>>>

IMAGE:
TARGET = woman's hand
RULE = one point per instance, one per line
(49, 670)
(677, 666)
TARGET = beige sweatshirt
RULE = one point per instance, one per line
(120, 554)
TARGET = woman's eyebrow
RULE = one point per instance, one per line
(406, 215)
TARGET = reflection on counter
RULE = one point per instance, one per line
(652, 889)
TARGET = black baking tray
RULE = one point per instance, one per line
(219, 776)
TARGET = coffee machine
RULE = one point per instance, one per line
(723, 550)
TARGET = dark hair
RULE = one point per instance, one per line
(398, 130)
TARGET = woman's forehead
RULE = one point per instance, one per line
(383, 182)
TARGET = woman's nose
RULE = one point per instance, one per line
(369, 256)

<<<
>>>

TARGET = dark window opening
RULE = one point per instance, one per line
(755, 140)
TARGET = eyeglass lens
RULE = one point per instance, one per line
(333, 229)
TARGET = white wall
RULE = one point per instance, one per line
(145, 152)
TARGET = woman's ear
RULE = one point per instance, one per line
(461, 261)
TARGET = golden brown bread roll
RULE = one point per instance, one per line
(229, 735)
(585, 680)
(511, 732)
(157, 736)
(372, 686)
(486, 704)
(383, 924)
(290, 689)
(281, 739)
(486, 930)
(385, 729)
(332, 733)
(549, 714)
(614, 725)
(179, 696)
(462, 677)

<<<

- _EXERCISE DESCRIPTION_:
Using the entries above, give again exactly the lines from the line holding "TARGET = dark window opening" through the line holding "TARGET = golden brown bread roll". Include both end lines and nothing else.

- _EXPECTED ANSWER_:
TARGET = dark window opening
RULE = one point per instance, one per line
(755, 140)
TARGET = eyeglass lens
RULE = one point per instance, one per line
(333, 229)
TARGET = white wall
RULE = one point per instance, one per line
(145, 152)
TARGET = woman's ear
RULE = one point per instance, one per line
(461, 261)
TARGET = golden brown bread roll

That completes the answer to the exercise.